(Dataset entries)
Start of Block

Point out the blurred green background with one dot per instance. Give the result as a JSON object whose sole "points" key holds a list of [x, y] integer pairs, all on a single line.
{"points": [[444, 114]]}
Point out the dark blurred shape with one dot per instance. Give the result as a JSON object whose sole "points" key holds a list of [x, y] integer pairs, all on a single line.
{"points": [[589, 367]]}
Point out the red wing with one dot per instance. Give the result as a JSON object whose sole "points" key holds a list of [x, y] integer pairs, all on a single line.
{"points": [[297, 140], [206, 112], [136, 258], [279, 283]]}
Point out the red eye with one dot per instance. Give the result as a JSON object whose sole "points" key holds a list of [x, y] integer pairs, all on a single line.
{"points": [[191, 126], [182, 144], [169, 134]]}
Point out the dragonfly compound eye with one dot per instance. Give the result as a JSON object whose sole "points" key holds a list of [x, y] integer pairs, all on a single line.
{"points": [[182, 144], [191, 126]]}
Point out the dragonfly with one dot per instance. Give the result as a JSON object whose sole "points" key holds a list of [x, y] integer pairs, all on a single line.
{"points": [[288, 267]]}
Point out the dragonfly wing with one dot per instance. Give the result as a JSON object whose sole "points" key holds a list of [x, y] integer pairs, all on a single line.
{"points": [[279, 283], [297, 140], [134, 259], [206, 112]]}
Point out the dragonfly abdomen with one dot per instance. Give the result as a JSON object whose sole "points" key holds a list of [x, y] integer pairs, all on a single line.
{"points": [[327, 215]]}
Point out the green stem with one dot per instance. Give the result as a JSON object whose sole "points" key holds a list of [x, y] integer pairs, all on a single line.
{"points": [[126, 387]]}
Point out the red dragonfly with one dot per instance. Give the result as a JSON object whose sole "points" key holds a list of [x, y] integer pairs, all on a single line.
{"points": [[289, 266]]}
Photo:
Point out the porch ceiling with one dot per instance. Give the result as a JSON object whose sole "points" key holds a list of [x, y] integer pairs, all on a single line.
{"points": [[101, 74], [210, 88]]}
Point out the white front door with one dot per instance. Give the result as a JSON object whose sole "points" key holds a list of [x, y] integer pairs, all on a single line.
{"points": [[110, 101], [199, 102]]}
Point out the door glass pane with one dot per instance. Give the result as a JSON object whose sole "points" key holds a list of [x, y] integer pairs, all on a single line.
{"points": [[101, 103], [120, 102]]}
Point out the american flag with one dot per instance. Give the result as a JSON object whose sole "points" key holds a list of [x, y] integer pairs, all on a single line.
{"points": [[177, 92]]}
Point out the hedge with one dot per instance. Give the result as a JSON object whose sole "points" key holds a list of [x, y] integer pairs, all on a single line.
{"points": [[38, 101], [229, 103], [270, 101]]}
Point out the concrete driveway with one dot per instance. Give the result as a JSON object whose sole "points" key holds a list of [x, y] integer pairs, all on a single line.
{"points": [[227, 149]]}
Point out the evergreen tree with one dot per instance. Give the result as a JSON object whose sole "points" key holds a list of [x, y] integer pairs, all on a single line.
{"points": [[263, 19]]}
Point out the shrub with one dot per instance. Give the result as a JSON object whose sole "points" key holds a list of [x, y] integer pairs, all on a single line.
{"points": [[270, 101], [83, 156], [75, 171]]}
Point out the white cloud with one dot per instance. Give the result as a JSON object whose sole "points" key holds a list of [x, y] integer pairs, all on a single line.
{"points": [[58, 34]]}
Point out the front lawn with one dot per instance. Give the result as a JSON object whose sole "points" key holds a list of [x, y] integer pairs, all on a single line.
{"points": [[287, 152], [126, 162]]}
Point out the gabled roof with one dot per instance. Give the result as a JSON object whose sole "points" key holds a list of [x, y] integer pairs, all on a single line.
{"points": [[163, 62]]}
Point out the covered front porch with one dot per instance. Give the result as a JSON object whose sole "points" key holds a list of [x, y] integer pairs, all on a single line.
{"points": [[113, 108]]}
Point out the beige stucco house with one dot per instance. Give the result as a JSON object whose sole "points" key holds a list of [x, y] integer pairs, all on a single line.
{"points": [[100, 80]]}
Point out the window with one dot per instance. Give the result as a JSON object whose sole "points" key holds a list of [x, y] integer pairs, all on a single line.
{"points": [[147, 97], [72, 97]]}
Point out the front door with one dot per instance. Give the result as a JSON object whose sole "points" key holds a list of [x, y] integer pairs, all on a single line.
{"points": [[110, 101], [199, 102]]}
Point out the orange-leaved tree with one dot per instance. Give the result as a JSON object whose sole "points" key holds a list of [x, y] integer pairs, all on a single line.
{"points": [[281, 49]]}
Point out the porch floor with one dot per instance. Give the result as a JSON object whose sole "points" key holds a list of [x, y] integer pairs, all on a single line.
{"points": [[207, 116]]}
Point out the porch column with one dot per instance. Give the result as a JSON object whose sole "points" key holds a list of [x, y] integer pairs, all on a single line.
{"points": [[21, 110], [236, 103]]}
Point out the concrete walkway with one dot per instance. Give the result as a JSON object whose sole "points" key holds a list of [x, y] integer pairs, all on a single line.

End of Block

Write out, word for word, every line from the one containing "Point out the porch floor" through the last line of the records above.

Point out the porch floor with one dot per instance. Give the result as a JSON object whose sole "points" key holds a list of [x, y] integer pairs, all on a single line.
{"points": [[207, 116]]}
Point out the porch column with one dot per instance. Give the result as a JSON object whose sole "points" key holds a list of [x, y] integer pairs, all on a single line.
{"points": [[21, 110], [236, 103]]}
Point out the concrete walkway with one dot per instance. Give the result as a JSON object whose sole "points" key holds a list of [x, y] integer pairs, all on a single line.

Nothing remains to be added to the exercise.